* [Instructions to follow]:
Starting at the first line of the records and ending at the line that contains "[0, 52, 286, 261]", including it, write out each line as a numbered list, skipping blank lines.

== Records for the exercise ==

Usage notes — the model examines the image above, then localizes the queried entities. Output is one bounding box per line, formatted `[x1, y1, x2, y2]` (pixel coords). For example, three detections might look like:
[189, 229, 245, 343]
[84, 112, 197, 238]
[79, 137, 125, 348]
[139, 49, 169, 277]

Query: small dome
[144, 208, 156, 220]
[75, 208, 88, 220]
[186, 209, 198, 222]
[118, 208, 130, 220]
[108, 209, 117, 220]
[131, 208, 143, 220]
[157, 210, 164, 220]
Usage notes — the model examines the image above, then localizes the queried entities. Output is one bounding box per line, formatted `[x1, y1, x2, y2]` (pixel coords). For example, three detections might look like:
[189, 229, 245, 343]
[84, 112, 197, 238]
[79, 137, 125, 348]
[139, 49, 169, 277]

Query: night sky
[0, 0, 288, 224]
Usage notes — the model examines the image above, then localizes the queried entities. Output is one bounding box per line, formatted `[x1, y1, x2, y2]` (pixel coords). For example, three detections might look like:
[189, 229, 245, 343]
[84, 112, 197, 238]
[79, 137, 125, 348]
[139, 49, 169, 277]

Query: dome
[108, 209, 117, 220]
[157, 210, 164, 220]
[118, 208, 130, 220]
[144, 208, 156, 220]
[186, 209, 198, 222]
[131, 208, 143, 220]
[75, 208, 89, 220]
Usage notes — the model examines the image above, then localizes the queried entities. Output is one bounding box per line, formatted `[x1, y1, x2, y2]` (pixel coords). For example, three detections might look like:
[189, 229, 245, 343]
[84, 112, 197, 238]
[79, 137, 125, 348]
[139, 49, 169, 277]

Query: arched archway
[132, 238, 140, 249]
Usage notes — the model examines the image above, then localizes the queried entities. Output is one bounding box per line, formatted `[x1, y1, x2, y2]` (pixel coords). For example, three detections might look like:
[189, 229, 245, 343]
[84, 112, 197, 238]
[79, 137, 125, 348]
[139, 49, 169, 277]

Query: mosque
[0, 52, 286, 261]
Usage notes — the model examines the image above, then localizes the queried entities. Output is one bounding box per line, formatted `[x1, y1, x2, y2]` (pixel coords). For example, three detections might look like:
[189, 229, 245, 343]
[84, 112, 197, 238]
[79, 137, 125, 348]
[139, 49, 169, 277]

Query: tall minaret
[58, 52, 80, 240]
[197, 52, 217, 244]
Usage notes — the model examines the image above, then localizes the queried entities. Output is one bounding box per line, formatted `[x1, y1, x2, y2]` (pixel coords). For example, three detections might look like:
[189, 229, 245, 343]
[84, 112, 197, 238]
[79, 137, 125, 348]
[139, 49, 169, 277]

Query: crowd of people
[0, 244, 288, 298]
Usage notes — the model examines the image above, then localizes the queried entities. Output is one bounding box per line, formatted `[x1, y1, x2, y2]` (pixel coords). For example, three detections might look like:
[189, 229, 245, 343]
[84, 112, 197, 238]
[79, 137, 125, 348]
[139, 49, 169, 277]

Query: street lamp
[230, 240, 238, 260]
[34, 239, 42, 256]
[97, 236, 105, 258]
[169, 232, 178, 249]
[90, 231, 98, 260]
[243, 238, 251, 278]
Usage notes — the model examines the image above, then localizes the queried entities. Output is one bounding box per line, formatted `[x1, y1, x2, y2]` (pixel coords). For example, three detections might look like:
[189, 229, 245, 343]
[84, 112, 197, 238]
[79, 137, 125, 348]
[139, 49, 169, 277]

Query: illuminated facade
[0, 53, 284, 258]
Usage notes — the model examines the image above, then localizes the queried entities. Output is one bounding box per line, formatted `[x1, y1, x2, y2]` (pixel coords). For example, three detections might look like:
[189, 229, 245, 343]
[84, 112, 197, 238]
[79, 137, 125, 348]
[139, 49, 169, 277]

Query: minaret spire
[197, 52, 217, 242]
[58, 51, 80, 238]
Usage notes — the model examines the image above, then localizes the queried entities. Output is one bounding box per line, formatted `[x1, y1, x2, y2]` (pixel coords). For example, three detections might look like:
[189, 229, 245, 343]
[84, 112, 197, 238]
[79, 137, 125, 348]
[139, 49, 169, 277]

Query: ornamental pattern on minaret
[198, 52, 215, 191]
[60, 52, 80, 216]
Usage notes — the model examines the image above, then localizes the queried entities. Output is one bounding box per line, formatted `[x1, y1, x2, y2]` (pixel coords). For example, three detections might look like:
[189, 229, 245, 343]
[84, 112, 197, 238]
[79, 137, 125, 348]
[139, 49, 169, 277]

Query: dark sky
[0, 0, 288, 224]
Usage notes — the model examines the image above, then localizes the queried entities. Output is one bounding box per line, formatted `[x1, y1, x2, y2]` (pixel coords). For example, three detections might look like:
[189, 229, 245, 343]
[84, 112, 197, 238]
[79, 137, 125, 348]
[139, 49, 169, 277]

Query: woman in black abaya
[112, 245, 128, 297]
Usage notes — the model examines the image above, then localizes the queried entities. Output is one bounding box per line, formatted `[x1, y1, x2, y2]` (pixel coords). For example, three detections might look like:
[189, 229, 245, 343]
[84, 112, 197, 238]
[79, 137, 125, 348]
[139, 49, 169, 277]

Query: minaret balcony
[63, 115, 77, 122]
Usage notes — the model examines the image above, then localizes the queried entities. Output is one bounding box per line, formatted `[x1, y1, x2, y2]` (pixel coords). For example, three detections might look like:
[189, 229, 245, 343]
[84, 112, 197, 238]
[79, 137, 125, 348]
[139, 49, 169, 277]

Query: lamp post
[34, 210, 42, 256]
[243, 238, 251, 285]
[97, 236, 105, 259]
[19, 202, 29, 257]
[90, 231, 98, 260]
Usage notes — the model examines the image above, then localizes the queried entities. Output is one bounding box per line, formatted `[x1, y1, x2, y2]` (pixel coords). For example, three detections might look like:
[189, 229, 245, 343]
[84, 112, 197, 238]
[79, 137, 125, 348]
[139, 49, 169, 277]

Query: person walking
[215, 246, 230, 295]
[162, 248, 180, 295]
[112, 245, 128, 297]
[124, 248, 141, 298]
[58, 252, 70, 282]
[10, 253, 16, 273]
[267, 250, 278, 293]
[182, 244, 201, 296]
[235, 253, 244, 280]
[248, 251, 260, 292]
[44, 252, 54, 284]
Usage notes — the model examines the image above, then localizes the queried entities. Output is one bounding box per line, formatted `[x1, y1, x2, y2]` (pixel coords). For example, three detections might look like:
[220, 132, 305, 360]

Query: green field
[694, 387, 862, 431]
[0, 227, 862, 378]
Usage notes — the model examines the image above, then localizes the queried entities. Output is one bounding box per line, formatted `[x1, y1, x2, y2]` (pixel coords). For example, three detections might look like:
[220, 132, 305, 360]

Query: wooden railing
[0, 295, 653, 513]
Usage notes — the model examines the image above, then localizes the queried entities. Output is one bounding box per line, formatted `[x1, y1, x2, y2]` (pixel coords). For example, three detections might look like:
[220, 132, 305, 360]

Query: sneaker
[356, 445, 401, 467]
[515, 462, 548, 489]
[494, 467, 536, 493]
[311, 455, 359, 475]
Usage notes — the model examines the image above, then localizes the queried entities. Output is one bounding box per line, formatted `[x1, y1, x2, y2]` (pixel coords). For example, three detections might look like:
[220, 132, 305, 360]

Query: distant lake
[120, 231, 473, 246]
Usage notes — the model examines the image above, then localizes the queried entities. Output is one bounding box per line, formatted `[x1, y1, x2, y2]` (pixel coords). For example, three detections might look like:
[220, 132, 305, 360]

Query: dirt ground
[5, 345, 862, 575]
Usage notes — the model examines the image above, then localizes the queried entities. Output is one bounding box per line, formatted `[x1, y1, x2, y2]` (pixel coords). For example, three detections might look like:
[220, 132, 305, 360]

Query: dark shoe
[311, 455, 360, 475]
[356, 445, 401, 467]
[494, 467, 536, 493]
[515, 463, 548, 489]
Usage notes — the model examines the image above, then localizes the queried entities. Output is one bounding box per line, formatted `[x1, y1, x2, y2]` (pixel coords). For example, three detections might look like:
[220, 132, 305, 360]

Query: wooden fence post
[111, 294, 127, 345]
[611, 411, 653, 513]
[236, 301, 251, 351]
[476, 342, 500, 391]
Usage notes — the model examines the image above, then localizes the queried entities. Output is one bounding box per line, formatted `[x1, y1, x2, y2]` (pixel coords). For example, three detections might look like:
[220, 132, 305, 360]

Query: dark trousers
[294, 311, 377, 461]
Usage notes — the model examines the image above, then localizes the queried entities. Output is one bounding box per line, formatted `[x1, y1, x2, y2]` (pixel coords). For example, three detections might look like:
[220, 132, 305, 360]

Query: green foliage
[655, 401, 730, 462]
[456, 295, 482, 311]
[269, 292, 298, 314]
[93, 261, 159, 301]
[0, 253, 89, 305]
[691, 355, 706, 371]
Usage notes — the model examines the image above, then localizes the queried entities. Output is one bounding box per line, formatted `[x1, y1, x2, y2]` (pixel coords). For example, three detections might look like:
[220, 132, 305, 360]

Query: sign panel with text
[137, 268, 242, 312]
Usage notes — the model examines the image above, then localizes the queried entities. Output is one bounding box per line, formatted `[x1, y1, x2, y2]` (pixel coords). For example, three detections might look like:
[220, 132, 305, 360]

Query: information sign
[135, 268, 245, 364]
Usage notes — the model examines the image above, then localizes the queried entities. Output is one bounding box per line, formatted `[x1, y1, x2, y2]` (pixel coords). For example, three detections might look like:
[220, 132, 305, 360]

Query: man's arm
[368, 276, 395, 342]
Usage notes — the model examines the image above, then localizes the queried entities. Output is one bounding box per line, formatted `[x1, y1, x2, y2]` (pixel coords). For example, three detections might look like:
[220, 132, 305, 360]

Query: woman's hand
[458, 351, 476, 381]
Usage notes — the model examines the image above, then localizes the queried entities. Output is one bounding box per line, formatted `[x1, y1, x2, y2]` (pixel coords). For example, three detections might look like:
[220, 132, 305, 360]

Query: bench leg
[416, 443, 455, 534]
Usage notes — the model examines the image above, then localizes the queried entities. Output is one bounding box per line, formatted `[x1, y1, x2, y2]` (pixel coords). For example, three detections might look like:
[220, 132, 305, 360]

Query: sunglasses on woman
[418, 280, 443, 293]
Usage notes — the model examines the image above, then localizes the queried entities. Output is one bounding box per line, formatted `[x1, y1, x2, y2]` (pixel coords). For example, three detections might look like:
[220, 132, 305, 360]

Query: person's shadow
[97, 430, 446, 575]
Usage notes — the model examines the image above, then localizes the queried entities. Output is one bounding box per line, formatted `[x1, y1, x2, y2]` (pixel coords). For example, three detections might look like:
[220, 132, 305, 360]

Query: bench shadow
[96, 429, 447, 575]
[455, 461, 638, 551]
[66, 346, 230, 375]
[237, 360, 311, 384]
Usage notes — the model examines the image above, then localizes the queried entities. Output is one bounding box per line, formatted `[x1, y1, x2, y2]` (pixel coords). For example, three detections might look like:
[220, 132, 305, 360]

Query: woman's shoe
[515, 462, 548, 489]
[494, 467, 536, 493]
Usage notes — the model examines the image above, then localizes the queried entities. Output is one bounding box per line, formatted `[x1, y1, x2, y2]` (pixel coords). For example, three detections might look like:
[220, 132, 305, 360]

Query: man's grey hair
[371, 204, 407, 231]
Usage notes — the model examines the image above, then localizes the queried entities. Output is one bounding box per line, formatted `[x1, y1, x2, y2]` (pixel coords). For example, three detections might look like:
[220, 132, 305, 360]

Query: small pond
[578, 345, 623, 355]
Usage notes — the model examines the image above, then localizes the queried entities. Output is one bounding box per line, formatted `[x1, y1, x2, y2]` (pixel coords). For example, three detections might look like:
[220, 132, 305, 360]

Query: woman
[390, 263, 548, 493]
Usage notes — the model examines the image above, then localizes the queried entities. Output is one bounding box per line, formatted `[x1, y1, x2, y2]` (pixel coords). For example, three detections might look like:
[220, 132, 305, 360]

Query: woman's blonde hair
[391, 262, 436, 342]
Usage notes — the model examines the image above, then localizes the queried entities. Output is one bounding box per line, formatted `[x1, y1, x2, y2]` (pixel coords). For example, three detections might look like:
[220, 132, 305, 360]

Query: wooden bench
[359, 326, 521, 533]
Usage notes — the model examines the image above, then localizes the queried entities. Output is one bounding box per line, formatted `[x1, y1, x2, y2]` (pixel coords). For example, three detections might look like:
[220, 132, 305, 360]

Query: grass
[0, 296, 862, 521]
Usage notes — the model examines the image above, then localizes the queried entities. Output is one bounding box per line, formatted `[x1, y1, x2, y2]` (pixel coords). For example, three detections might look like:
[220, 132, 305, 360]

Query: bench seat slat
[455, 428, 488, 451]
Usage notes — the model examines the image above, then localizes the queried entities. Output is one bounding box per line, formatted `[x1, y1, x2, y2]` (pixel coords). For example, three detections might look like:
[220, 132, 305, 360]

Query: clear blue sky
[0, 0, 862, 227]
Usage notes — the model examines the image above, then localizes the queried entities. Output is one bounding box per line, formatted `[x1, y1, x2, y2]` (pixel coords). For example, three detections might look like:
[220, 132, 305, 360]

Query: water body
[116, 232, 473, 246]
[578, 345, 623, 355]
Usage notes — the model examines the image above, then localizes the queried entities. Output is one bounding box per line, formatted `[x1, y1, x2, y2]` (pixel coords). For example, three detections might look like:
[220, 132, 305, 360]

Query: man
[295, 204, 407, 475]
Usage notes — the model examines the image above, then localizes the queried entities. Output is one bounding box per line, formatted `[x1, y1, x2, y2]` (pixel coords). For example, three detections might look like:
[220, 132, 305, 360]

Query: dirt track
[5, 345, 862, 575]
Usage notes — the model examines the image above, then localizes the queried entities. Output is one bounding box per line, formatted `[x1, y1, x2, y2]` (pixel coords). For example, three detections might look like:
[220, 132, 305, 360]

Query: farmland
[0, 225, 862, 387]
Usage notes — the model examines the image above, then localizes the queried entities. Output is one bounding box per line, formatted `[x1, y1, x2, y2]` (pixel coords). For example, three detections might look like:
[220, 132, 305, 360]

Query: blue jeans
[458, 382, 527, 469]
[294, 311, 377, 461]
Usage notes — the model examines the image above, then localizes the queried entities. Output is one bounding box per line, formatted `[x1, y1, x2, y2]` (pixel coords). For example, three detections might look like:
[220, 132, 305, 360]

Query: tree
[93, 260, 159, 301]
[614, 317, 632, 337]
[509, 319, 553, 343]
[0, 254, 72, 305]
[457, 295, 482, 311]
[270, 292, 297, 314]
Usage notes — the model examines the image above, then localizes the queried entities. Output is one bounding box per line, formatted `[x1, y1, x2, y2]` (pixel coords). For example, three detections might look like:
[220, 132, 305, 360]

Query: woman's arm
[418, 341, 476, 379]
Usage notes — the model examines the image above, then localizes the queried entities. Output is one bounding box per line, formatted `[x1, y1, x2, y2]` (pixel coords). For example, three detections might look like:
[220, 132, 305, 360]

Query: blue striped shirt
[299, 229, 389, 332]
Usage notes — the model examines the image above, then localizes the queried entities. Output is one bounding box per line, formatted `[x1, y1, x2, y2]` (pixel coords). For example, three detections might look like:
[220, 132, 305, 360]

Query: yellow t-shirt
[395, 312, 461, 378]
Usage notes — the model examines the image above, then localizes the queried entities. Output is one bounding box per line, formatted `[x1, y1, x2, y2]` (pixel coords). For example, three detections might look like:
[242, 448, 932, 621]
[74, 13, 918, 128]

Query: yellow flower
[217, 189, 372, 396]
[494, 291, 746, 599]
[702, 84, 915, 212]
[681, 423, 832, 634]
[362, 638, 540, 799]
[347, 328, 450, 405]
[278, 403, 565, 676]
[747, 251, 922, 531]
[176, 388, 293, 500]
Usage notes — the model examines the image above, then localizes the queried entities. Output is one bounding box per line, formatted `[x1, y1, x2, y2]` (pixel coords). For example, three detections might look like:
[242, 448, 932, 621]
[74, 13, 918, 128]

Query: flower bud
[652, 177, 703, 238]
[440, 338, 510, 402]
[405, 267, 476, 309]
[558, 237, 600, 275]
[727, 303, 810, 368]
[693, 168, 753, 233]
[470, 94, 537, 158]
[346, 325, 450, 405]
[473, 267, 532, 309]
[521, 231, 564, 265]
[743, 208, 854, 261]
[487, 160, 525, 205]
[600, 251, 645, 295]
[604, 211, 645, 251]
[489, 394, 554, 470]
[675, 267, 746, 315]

===

* [Response to the exercise]:
1. Usage notes — the model examines the image above, then localizes the queried entities. Output is one bounding box per line, formatted `[x1, y1, x2, y2]` (pixel coords). For example, three detections might look like:
2. [189, 229, 245, 343]
3. [84, 112, 197, 238]
4. [79, 137, 125, 348]
5. [139, 49, 169, 277]
6. Query: small dome
7. [144, 208, 156, 220]
8. [75, 208, 88, 220]
9. [186, 209, 198, 222]
10. [118, 208, 130, 220]
11. [108, 209, 117, 220]
12. [131, 208, 143, 220]
13. [157, 210, 164, 220]
14. Usage notes — the model examines the image above, then localizes the queried entities. Output is one bounding box per line, formatted `[x1, y1, x2, y2]` (pixel coords). For example, three detections might look like:
15. [189, 229, 245, 343]
16. [84, 112, 197, 238]
17. [79, 137, 125, 348]
18. [139, 49, 169, 277]
19. Query: night sky
20. [0, 0, 288, 224]
21. Usage notes — the model examines the image above, then localizes the queried entities. Output is one bounding box per line, formatted `[x1, y1, x2, y2]` (pixel coords). For example, three detections might look like:
22. [189, 229, 245, 343]
23. [84, 112, 197, 238]
24. [79, 137, 125, 348]
25. [139, 49, 169, 277]
26. Query: dome
27. [108, 209, 117, 220]
28. [157, 210, 164, 220]
29. [118, 208, 130, 220]
30. [144, 208, 156, 220]
31. [186, 209, 198, 222]
32. [131, 208, 143, 220]
33. [75, 208, 89, 220]
34. Usage notes — the model examines the image above, then localizes the queried entities. Output is one bounding box per line, formatted `[x1, y1, x2, y2]` (pixel coords). For example, three detections might look like:
35. [189, 229, 245, 343]
36. [84, 112, 197, 238]
37. [79, 137, 125, 348]
38. [139, 49, 169, 277]
39. Query: arched archway
40. [132, 238, 140, 249]
41. Usage notes — the model examines the image above, then localizes the queried entities. Output is one bounding box per line, formatted `[x1, y1, x2, y2]` (pixel coords). For example, three detections might look like:
42. [189, 229, 245, 343]
43. [84, 112, 197, 238]
44. [79, 137, 125, 348]
45. [139, 49, 169, 277]
46. Query: mosque
47. [0, 52, 286, 261]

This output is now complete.